▶ What to work on:
**A.** In the Advent of Code post, onto what must the crab submarines be aligned?
**B.** Extract the passage of the Advent of Code post starting at "Having dealt with" and ending at "how they changed.".

▶ Extract provided:

....................

Advent of Code 2021 -- Day 7: The Treachery of Whales

7 December 2021 (edited: 20/01/2022)

Having dealt with the lanternfish we now set to work to escape a potentially grisly encounter with a whale. For various plot reasons we have to align a collection of crab submarines – which can obviously only move horizontally – onto a single point. The submarines incur a cost for moving from its starting position to the alignment point, so we want to find such a point that minimises the total cost incurred by the crabs.

I found the two problems easy to solve, but after some consideration I noticed that while I got the correct answers quickly they were actually very inefficient. It makes for a nice discussion and learning point, so I will first introduce some notation then proceed by discussing my solutions to the puzzles and how they changed.

....................

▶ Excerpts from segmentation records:

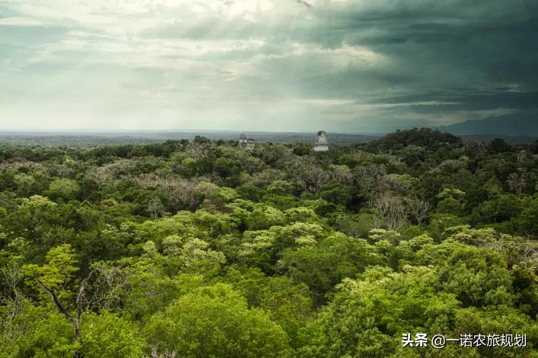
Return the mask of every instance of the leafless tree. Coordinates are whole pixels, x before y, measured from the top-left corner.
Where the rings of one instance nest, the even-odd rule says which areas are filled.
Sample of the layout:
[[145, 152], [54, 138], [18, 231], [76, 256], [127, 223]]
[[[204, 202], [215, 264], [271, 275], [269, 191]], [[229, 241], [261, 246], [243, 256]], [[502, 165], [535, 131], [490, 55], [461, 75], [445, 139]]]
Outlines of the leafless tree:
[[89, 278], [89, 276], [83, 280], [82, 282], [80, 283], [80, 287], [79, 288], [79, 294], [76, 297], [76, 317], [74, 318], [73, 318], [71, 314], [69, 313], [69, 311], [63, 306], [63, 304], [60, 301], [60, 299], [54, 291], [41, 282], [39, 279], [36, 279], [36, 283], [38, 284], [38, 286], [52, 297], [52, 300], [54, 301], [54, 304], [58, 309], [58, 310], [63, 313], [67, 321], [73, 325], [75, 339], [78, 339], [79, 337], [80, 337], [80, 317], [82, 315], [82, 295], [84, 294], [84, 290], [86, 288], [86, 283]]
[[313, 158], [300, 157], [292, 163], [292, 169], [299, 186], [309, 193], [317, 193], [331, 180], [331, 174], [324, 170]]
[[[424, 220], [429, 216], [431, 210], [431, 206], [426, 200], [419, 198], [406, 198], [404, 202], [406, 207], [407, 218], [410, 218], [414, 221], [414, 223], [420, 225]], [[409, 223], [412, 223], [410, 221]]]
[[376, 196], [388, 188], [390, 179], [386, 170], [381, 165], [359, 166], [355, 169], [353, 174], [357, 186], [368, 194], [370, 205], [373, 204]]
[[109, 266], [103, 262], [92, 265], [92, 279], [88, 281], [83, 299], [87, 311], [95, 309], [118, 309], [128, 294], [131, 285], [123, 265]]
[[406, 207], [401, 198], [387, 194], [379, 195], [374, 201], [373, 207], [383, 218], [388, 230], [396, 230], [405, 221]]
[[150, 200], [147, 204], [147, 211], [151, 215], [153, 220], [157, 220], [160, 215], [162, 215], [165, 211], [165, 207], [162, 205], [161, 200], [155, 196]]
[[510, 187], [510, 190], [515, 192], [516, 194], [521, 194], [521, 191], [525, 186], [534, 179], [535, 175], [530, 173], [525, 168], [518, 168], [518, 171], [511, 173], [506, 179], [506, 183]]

....................

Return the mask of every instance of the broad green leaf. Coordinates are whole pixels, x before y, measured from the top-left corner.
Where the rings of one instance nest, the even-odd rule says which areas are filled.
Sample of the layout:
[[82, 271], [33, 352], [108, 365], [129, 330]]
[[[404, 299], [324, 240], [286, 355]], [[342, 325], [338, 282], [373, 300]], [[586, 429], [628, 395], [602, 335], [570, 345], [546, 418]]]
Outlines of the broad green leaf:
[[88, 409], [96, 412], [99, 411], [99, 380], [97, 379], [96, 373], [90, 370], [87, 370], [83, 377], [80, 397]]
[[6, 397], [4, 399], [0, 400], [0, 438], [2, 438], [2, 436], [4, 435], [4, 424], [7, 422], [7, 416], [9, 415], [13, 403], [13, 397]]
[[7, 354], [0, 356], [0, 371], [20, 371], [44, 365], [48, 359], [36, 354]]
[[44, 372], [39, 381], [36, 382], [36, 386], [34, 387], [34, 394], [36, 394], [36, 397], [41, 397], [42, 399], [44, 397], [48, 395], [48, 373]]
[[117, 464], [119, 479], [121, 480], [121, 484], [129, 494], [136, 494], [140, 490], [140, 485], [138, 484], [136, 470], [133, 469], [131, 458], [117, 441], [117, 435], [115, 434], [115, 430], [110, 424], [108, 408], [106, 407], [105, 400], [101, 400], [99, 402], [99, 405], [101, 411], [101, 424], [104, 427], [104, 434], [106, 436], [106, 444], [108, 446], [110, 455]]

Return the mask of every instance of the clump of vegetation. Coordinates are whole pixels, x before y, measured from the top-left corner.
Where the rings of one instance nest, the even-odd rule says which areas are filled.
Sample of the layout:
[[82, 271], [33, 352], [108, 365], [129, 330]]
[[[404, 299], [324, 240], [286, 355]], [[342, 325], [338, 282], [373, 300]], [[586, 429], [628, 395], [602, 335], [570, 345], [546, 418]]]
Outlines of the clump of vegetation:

....................

▶ Answers to each task:
**A.** A single point.

**B.**
Having dealt with the lanternfish we now set to work to escape a potentially grisly encounter with a whale. For various plot reasons we have to align a collection of crab submarines – which can obviously only move horizontally – onto a single point. The submarines incur a cost for moving from its starting position to the alignment point, so we want to find such a point that minimises the total cost incurred by the crabs.

I found the two problems easy to solve, but after some consideration I noticed that while I got the correct answers quickly they were actually very inefficient. It makes for a nice discussion and learning point, so I will first introduce some notation then proceed by discussing my solutions to the puzzles and how they changed.